**Set task:** Count the lines in the material below that contain the string "grey", treating uppercase and lowercase as different. Reply with the number only.

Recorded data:
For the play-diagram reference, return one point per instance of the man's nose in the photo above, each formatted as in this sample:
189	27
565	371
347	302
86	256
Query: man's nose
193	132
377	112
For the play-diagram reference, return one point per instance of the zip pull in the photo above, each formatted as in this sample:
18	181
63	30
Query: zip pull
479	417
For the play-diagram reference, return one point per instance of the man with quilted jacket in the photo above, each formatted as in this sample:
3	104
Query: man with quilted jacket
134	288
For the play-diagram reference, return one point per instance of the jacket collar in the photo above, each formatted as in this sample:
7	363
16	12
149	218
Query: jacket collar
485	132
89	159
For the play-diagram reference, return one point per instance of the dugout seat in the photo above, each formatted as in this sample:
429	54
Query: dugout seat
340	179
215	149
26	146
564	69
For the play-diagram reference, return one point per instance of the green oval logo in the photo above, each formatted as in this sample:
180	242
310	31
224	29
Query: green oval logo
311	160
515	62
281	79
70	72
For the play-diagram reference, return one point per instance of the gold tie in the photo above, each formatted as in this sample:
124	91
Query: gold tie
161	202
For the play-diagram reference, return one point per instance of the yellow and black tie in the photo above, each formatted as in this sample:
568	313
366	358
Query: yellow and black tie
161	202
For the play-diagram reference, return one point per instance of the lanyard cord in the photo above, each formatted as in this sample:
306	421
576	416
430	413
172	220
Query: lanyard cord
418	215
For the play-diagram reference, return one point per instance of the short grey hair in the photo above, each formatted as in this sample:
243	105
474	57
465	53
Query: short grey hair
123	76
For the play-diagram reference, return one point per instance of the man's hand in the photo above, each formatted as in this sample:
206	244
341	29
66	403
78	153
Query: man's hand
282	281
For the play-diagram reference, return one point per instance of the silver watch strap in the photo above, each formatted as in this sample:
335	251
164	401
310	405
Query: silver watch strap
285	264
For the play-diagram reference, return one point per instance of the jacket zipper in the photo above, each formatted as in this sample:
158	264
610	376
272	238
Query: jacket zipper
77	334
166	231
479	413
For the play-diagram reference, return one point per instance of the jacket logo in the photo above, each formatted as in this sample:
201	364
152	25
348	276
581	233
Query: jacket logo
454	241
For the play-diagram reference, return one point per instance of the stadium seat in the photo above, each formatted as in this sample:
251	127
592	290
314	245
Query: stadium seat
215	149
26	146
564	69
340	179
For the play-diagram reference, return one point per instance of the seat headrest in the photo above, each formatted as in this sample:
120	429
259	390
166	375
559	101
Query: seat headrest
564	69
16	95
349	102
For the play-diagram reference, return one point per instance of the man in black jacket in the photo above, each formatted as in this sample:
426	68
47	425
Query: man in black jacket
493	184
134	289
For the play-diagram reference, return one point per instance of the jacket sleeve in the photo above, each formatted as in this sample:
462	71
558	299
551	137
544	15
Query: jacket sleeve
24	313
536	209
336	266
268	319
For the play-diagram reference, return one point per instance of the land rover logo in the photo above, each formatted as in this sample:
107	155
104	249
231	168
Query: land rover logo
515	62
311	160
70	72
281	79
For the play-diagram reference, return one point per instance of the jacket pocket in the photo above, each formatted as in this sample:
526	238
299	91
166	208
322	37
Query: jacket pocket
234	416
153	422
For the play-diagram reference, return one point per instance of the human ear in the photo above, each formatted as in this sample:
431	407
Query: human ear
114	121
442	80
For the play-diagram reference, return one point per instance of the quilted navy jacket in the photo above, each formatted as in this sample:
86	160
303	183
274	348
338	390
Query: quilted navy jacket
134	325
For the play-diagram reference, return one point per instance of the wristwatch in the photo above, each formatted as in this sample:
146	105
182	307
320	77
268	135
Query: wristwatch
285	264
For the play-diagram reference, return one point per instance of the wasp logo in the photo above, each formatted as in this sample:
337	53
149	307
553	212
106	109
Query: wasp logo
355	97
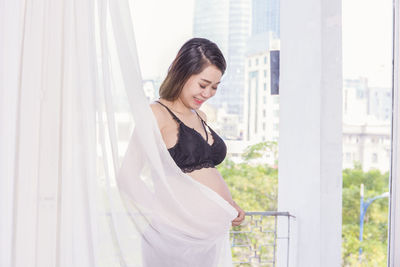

**Output of the exercise:** 2